- _Provided passage_:
The lips vibrate mostly up and down, I suppose -- essentially closing and opening. The wavelength of the vibration is fixed by the mouthpiece, but the frequency is not. The musician can vary both the mass and the tension he exerts.

Remember that

[tex]\nu = \frac{1}{\lambda} \sqrt{\frac{\tau}{\mu}}[/tex]

If you tighten your lips, you're going to increase [tex]\tau[/tex], and therefore increase the frequency. If you have fat lips, you're going to increase [tex]\mu[/tex], and therefore decrease the frequency.

(If you do such experiments, make sure that you don't connect an instrument to the mouthpiece! The instrument is designed to allow only particular patterns of vibration, called standing waves. If you begin blowing a middle C, and tighten your lips up, eventually most of the vibration will excite the next note up in the overtone series. As a bugler, I assume you are dearly familiar with this!)

As a result, I'd say that a person with fat lips probably has a harder time hitting those high notes -- but if they work on their embouchure, they may be able to make up for it with higher lip tension.

- Warren
 
  • #7
Originally posted by bugler777
Is it incorrect to view this occurence as a reduction of vibrating mass by 1/2 rather than a halving of the length of the string?
Yes, it is incorrect. I am in no way disagreeing with chroot, but maybe a different angle will help you better understand.

The entire mass does not move all at once. If you have a decent first semester physics book, it probably derives the freqency of a vibrating spring. Look carefully at the diagrams (if any). The model is that of a tiny little segment of the string. Then, there are two forces on the tiny segment that oscillate (the tension on either end). Since the model isolates the tiny segment from the rest of the string, then it is the mass of the tiny segment that is used in the frequency calculation, and the rest of the string is just the tensions on the ends of the segment. That is why the linear mass density is used, because the mass of the tiny segment is the linear mass density times the length of the tiny segment.

The model makes the length of every tiny segment the same, regardless of the length of the string. So, changing the length of the string does not change the mass that shows up in the derivation.
 
  • #8
A couple of comments that may or may not be of interest.

chroot - The lips vibrate mostly up and down, I suppose -- essentially closing and opening.

bugler - It is controversial whether the lips actually close during one cycle of vibration. I happen to believe they do but there are others who claim otherwise and insist they can prove their point with new photo images.

chroot - The wavelength of the vibration is fixed by the mouthpiece,

chroot - The wavelength of the vibration is fixed by the mouthpiece,

bugler - The actual length of the aperture of the lips inside the mouthpiece changes. IOW, the aperture does not extend the length of the diameter of the inside of the mouthpiece.

chroot - The musician can vary both the mass and the tension he exerts. Remember that

***(equation for frequency)***

If you tighten your lips, you're going to increase "t", and therefore increase the frequency. If you have fat lips, you're going to increase "mass" , and therefore decrease the frequency.

Bugler – It appears that there is very little lip tissue that is involved in the actual vibration. Large lips may not bring any significant amount of additional lip tissue into the mix than smaller lips. Again, controversial.

chroot - If you do such experiments, make sure that you don't connect an instrument to the mouthpiece! The instrument is designed to allow only particular patterns of vibration, called standing waves. If you begin blowing a middle C, and tighten your lips up, eventually most of the vibration will excite the next note up in the overtone series. As a bugler, I assume you are dearly familiar with this!

- _Data entries_:

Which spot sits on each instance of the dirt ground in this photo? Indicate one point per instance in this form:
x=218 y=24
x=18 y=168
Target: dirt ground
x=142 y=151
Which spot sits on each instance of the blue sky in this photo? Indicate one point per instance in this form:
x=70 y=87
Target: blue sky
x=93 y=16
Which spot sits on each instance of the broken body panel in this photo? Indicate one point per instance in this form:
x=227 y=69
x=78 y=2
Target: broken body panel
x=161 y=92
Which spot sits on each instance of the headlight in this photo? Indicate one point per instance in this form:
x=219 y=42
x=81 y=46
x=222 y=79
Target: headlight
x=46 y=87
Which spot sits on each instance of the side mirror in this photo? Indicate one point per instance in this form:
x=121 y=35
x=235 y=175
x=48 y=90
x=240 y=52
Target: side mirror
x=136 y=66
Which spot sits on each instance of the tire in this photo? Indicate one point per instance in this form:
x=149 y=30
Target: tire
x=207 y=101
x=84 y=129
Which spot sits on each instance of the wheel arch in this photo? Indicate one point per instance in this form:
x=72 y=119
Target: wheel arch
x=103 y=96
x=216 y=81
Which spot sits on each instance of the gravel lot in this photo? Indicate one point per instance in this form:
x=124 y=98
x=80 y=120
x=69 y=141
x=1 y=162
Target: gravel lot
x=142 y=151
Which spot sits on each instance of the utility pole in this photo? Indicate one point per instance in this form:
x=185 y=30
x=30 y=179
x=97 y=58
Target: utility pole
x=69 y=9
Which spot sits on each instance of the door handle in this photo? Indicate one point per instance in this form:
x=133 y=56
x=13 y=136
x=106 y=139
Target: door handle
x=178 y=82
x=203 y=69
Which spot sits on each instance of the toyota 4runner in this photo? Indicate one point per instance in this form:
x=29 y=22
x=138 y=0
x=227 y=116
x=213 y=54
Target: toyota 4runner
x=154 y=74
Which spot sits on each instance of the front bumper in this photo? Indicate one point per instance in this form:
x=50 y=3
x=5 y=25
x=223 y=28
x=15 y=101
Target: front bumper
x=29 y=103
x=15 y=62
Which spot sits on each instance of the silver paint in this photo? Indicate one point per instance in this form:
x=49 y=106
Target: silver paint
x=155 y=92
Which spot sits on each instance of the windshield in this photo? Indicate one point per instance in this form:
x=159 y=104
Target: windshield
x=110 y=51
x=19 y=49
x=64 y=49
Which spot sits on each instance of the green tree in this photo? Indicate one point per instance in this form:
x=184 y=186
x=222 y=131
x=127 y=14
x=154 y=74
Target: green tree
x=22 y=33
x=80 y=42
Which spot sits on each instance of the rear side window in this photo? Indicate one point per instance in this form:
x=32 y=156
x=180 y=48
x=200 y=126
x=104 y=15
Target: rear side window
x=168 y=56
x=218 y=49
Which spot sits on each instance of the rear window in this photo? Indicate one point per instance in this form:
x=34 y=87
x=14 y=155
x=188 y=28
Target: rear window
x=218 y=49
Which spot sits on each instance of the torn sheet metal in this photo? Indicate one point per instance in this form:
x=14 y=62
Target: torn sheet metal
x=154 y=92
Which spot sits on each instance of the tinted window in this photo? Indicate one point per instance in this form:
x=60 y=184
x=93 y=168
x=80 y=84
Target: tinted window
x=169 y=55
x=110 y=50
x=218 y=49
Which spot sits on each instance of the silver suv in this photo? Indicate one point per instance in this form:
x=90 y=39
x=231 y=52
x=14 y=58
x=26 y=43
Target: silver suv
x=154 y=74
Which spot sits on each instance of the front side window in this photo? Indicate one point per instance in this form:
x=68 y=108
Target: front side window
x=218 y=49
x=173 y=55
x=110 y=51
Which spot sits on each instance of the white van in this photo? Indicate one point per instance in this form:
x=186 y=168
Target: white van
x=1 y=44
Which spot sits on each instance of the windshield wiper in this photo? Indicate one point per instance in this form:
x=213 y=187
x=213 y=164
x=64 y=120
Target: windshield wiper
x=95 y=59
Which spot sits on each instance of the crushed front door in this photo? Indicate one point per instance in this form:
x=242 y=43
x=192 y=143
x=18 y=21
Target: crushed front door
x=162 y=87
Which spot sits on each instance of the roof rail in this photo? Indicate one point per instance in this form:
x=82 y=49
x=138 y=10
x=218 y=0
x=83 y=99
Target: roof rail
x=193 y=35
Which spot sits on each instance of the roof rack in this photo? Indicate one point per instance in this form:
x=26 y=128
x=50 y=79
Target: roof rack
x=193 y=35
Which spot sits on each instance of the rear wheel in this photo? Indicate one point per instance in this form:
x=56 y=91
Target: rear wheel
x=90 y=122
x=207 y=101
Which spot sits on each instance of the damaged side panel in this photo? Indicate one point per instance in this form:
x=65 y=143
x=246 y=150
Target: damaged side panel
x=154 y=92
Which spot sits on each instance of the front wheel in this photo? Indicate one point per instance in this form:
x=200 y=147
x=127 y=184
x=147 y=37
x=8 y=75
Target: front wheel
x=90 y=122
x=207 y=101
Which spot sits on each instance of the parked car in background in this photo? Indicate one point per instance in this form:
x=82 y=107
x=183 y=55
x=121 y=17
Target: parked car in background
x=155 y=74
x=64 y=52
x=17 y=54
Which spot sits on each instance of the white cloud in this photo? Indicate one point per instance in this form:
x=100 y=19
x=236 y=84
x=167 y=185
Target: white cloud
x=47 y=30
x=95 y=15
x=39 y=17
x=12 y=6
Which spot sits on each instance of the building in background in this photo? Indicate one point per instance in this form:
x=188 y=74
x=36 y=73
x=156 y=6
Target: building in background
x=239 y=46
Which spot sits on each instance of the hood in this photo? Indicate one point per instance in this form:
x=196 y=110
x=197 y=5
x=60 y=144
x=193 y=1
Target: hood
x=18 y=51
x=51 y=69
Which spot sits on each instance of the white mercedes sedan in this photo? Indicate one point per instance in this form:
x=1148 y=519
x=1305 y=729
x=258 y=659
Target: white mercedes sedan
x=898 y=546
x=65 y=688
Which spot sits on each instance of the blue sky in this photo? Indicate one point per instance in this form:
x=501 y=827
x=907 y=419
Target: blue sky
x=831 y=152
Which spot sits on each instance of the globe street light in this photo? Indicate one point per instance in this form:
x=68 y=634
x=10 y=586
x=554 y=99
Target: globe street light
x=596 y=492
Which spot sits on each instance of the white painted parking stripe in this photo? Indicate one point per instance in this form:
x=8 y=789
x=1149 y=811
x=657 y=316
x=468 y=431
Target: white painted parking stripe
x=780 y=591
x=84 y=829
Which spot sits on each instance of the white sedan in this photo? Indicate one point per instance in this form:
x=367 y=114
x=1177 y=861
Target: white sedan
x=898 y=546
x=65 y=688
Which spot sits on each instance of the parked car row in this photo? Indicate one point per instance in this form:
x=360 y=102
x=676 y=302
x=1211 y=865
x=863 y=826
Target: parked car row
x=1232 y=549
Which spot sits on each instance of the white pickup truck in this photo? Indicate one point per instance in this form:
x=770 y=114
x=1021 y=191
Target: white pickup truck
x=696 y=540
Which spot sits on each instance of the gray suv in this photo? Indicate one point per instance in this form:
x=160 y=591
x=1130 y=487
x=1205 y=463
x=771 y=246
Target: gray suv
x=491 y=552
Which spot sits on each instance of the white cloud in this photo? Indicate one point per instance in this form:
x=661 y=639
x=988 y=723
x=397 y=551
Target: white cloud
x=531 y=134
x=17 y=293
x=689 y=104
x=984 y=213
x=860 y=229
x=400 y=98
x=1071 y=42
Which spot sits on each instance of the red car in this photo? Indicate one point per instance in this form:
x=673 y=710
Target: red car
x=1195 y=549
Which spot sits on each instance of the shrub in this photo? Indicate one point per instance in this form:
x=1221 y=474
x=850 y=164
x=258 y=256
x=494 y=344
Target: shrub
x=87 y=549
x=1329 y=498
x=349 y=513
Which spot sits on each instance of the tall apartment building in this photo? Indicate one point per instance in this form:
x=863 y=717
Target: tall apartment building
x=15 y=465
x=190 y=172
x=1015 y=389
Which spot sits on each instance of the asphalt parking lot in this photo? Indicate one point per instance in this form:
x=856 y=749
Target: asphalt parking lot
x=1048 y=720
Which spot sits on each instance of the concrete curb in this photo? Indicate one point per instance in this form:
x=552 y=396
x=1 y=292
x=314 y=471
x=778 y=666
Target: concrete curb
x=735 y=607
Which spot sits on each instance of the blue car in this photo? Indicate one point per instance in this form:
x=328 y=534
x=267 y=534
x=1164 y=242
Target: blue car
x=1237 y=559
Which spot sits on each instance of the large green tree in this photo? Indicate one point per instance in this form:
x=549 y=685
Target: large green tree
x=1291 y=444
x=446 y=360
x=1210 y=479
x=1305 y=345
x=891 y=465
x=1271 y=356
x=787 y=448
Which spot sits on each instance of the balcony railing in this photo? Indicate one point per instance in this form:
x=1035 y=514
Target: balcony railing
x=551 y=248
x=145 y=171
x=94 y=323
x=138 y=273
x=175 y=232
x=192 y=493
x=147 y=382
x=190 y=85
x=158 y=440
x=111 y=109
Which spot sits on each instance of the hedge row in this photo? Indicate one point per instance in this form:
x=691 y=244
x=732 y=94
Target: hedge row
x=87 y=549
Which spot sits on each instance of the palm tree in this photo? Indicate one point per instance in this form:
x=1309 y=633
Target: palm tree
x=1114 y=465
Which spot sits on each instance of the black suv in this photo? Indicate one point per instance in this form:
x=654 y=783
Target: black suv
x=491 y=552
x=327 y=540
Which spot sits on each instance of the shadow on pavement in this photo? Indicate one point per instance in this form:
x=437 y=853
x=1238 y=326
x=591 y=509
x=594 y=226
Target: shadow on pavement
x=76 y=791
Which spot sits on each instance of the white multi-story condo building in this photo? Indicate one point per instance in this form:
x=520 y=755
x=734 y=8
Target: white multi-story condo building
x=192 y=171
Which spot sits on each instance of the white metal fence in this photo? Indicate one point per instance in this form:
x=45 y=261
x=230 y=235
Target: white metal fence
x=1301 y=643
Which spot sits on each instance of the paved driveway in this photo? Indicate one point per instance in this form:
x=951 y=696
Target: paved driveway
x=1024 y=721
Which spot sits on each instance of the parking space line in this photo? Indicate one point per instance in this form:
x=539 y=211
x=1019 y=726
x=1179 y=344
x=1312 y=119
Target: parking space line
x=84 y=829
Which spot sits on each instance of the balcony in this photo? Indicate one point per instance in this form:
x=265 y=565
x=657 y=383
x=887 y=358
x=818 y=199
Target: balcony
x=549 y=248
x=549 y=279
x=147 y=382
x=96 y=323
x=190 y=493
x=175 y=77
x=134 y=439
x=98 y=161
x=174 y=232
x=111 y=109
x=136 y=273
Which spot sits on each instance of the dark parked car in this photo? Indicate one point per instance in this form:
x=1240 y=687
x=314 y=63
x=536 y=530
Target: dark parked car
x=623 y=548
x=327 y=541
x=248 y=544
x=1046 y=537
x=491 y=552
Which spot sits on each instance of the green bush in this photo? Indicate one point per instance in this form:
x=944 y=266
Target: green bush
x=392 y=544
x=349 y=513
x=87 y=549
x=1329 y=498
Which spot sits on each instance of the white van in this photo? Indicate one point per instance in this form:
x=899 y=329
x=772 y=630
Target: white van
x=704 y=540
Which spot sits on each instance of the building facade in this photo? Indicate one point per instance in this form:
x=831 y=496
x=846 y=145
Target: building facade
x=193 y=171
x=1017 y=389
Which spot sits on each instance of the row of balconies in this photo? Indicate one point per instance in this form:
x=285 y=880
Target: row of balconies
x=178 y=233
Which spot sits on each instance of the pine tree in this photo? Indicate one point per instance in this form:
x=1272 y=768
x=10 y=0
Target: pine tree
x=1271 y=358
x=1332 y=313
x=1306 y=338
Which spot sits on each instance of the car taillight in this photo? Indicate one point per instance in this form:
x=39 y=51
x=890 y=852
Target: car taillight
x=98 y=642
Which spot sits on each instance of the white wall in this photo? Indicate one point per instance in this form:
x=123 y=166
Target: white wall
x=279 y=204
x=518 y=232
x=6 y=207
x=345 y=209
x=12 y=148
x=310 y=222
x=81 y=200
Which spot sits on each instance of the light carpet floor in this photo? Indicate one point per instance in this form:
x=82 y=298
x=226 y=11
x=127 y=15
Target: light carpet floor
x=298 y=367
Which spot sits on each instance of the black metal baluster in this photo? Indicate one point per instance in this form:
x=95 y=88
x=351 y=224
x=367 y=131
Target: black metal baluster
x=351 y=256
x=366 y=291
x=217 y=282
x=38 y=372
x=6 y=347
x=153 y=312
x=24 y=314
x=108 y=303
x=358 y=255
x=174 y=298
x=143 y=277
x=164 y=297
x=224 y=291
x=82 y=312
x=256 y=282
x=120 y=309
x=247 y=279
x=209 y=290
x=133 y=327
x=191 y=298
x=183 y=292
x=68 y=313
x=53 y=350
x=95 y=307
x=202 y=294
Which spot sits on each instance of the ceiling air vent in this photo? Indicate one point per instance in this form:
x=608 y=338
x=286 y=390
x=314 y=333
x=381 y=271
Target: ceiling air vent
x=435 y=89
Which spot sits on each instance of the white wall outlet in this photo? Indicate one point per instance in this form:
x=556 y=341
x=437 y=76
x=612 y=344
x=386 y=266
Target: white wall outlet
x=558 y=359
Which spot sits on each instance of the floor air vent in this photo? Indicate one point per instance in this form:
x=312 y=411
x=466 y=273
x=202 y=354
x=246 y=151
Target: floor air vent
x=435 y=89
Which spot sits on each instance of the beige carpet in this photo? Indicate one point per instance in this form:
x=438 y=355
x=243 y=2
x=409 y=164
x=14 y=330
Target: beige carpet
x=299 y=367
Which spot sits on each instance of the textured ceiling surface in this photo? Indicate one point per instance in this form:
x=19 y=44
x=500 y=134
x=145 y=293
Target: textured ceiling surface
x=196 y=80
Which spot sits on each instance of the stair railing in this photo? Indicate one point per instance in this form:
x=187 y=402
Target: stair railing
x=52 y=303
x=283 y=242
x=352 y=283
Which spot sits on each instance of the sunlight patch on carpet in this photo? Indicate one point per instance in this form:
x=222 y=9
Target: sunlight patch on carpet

- _Objectives_:
a - In the forum thread on lip vibration, what are the particular patterns of vibration that an instrument is designed to allow called?
b - List every Greek-letter symbol in the frequency equation given in the forum thread on lip vibration.
c - Resume the forum thread on lip vibration from the point where it ends.
The records have no connection to the forum thread on lip vibration.

- _Responses to the tasks_:
a - Standing waves.

b - ν, λ, τ, μ

c -
Bugler – Yes, the harmonics associated with the fundamental pitch. The standing waves, however (as I understand it), end at the concert pitch F over high C on a Bb trumpet.

Pitches can also be “bent” (forced) between notes of the harmonic series.

And the trumpet brings a resistence (support) to the vibrating lips that doesn't exist without the trumpet being present.

chroot - As a result, I'd say that a person with fat lips probably has a harder time hitting those high notes –

Bugler – And yet in the actual world, large lips don’t seem to be a disadvantage to high note playing. There are many players with large lips who play easily in the extreme high register and there are many, many players with smaller to thin lips who struggle constantly with the upper range. And vice versa.

A lot of time, research and money has been spent (supposedly more than any other musical instrument) trying to determine what is going on with the lips during sound production on a trumpet, and yet the answers continue to be elusive. There are even some who defend the position that the lips are not even vibrating!

I was hoping there would be merit in viewing varying mass of lip tissue as a factor. So, back to the drawing boards. Thank you for your help.

Charles
 
  • #9
When you tighten or loosen a string are you changing the elasticity or the linear mass density or both?
 
  • #10
Originally posted by zoobyshoe
When you tighten or loosen a string are you changing the elasticity or the linear mass density or both?
Technically, a little bit of both -- but I assume that the tension is the overriding change.

- Warren
 
  • #11
I agree with chroot. For metals, Young's modulus is on the order of GN/m2, so making any kind of appreciable increase in length (reduction in μ) would require a tremendous tension.
 
  • #12
Chroot!
You say:
"It is true that halving the string's length doubles its frequency "

why the distance betwen the guitare frets are not the same?

Another question: how can I calculate the distance between holes and the dimensions of the mouthpiece in a flute ?

How can I predict the quality of a guitar using chladney figures for the upper plate and what is the influence of the ribs and hole?
 
Last edited:
  • #13
Ok, if a string is between two nodes... What is the Node?
 
  • #14
ben_gal said:
Chroot!
You say:
"It is true that halving the string's length doubles its frequency "

why the distance betwen the guitare frets are not the same?

Another question: how can I calculate the distance between holes and the dimensions of the mouthpiece in a flute ?

How can I predict the quality of a guitar using chladney figures for the upper plate and what is the influence of the ribs and hole?

The musical scale is based on ratios of lengths (in the case of strings). Very roughly, the frequency ratio of a semitone is the twelfth root of two. i.e. after moving up by twelve semitones, you get to double the frequency. That leads to the frets having uneven spacing; they are actually the same proportion of the string, at any length.
Edit - not 'very roughly' - it's exact for the well tempered scale.

As to the quality of a guitar - I think you have to play it and use your ears. Those chaldney diagrams show only a part of the sound 'quality'. I guess they would reveall a really poor guitar - but that's probably all.
 
Last edited:

What is the relationship between mass, tension, and length in a vibrating string?

The relationship between mass, tension, and length in a vibrating string is known as the fundamental law of vibrating strings. This law states that the frequency of vibration of a string is inversely proportional to its length, directly proportional to the square root of the tension, and inversely proportional to the square root of the mass per unit length.

How does the length of a vibrating string affect its frequency of vibration?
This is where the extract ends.